*Stated task*: Write out, word for word, the entries from the line containing "form [[109, 112]]." up to and including the line containing "[[120, 123]]".

[START OF Records for the exercise]

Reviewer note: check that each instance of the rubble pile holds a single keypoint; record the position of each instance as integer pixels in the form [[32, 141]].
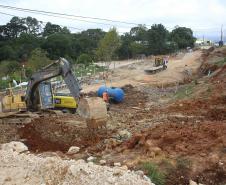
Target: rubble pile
[[20, 167]]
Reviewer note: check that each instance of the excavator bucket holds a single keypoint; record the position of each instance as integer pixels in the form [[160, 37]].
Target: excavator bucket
[[94, 111]]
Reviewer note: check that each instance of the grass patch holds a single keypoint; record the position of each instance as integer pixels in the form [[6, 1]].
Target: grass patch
[[153, 172], [221, 62], [185, 91], [91, 69]]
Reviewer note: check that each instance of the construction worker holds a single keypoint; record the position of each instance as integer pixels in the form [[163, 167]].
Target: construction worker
[[106, 97]]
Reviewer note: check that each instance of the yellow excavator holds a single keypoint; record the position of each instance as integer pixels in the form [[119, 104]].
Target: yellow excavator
[[39, 96]]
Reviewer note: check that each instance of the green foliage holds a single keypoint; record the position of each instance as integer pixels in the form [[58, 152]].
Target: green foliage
[[37, 60], [8, 67], [136, 48], [183, 37], [157, 177], [58, 45], [183, 163], [157, 39], [7, 53], [22, 38], [54, 28], [221, 62], [108, 45], [84, 59]]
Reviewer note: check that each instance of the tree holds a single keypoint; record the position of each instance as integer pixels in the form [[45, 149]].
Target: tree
[[25, 44], [157, 39], [7, 52], [124, 51], [33, 25], [38, 59], [139, 33], [108, 45], [8, 67], [183, 37], [137, 48], [58, 45], [54, 28], [84, 59], [14, 28]]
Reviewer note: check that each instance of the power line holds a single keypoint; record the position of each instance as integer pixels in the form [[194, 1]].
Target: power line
[[41, 21], [69, 15]]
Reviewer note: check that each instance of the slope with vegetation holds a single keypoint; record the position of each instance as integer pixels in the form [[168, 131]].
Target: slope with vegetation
[[23, 42]]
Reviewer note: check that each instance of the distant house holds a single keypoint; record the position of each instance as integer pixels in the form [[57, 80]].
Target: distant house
[[201, 42]]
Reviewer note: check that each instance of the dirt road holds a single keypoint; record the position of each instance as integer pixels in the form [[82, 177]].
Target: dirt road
[[134, 73]]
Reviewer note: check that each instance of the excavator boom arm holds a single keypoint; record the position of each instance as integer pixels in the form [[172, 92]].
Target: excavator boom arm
[[63, 69]]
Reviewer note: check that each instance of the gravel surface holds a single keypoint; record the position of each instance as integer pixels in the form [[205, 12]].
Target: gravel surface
[[25, 168]]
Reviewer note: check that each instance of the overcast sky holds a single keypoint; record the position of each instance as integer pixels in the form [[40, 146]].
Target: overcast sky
[[205, 17]]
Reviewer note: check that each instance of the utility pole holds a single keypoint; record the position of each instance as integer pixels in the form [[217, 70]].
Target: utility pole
[[221, 43]]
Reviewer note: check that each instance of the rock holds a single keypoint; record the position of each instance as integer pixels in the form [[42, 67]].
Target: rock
[[149, 143], [140, 173], [203, 154], [152, 154], [73, 150], [15, 146], [117, 164], [214, 158], [124, 167], [124, 135], [91, 158], [191, 182], [118, 172], [155, 149], [102, 162]]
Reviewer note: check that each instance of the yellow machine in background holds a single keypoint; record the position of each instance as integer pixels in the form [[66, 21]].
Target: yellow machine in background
[[16, 102], [13, 102], [65, 102]]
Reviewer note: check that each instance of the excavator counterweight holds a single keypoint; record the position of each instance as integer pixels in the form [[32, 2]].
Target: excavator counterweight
[[93, 109]]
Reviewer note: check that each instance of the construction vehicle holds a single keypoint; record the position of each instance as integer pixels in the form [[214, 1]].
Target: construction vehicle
[[159, 65], [65, 102], [39, 96]]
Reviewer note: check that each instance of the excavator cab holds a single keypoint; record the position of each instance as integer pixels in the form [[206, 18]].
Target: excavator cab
[[93, 109], [45, 96]]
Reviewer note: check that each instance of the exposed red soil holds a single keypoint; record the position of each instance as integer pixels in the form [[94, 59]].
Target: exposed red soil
[[56, 135], [184, 139]]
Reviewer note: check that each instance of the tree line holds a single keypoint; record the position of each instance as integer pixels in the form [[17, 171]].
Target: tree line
[[23, 41]]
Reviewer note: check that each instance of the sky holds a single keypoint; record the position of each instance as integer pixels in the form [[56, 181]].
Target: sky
[[204, 17]]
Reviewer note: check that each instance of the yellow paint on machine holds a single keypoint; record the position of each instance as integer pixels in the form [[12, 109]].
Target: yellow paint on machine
[[13, 103], [65, 102]]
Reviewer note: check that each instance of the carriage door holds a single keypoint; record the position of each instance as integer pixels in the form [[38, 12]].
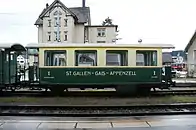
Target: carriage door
[[59, 60]]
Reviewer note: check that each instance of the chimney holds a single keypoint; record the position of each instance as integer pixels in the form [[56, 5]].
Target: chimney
[[47, 5], [83, 3]]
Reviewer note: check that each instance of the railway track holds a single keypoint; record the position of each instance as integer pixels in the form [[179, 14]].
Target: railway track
[[98, 111], [93, 93]]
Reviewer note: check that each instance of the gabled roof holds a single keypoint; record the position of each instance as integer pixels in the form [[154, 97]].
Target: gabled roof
[[81, 14], [190, 42]]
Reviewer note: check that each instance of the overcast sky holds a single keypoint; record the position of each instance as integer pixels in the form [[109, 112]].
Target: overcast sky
[[154, 21]]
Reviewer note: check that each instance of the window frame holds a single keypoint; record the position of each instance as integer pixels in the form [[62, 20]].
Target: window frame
[[124, 57], [149, 57], [76, 52], [50, 62]]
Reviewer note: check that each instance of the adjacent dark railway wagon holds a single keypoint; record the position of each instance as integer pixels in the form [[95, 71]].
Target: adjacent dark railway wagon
[[129, 68]]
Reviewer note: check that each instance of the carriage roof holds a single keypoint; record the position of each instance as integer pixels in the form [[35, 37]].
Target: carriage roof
[[98, 45]]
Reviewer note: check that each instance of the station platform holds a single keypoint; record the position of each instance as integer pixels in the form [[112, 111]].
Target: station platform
[[120, 123]]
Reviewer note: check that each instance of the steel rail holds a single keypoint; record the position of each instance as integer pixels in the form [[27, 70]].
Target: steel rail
[[93, 93], [96, 111]]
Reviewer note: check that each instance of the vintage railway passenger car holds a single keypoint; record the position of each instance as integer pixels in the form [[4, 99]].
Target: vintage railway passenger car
[[125, 67], [9, 78]]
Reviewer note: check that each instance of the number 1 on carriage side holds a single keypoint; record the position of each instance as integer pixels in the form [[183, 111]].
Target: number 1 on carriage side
[[154, 73]]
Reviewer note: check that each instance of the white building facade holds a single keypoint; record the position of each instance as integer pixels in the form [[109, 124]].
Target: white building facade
[[71, 25]]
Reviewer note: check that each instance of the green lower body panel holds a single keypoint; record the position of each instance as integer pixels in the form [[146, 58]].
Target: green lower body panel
[[100, 76]]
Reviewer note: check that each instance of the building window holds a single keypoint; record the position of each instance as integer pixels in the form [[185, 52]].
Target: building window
[[57, 12], [86, 58], [101, 32], [146, 58], [49, 36], [65, 36], [65, 20], [117, 58], [56, 23], [49, 23], [100, 41], [56, 36], [55, 58]]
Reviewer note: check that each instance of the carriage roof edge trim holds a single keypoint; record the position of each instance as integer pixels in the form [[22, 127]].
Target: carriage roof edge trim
[[12, 46], [104, 45]]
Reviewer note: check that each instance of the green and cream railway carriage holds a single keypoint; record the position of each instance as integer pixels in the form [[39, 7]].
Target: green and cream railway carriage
[[126, 67]]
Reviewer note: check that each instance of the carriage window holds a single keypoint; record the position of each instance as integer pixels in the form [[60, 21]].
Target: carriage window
[[55, 58], [146, 58], [86, 58], [116, 58]]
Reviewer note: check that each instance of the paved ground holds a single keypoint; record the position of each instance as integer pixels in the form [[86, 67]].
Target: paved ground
[[134, 123], [185, 80]]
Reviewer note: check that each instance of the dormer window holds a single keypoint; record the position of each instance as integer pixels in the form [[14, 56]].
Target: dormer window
[[101, 32], [57, 12], [65, 20], [56, 22]]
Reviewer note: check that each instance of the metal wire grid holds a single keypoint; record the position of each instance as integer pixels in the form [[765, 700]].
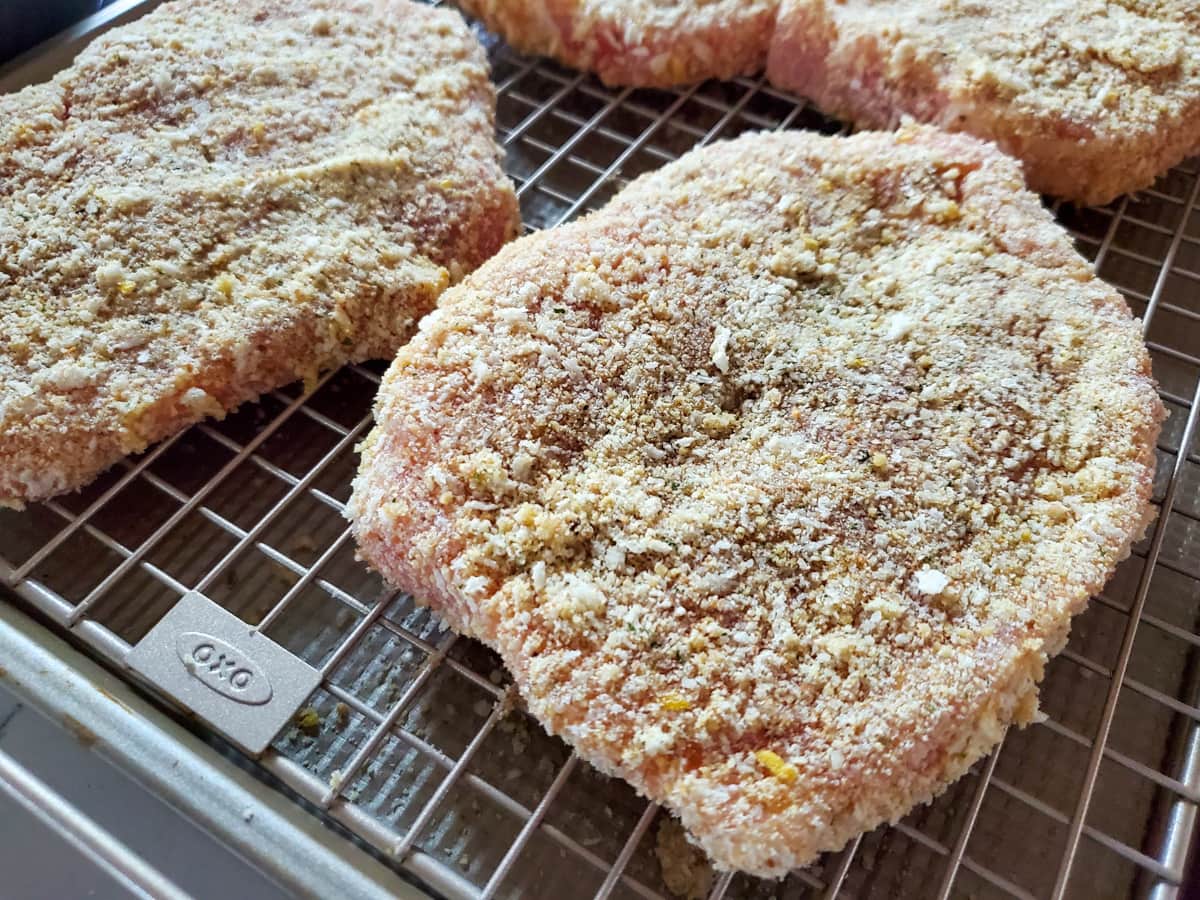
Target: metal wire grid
[[421, 750]]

[END OF Records for the exercise]

*The result*:
Reviewer note: check that each instance of the overcast sky holds a single keypoint; record the position of each instance as integer pixels in the form [[109, 112]].
Target: overcast sky
[[154, 21]]
Reviewer note: check that each instance of the window frame holds a single keypoint; record the position of each instance as integer pixels in the form [[62, 20]].
Target: window frame
[[124, 57], [149, 57], [76, 52], [50, 62]]
Reviewer note: check that each instance of the adjacent dark railway wagon holds a single keypoint; record the position of each instance as integer pixels in the form [[95, 71]].
Target: adjacent dark railway wagon
[[129, 68]]
Reviewer note: check that each instance of the carriage roof holds a single keypoint; record the position of each instance as integer pixels in the form [[35, 37]].
Target: carriage roof
[[98, 45]]
Reviewer note: check that each instance of the station platform holds a single keypoint; record the position of each instance as integer pixels in the form [[112, 111]].
Target: station platform
[[120, 123]]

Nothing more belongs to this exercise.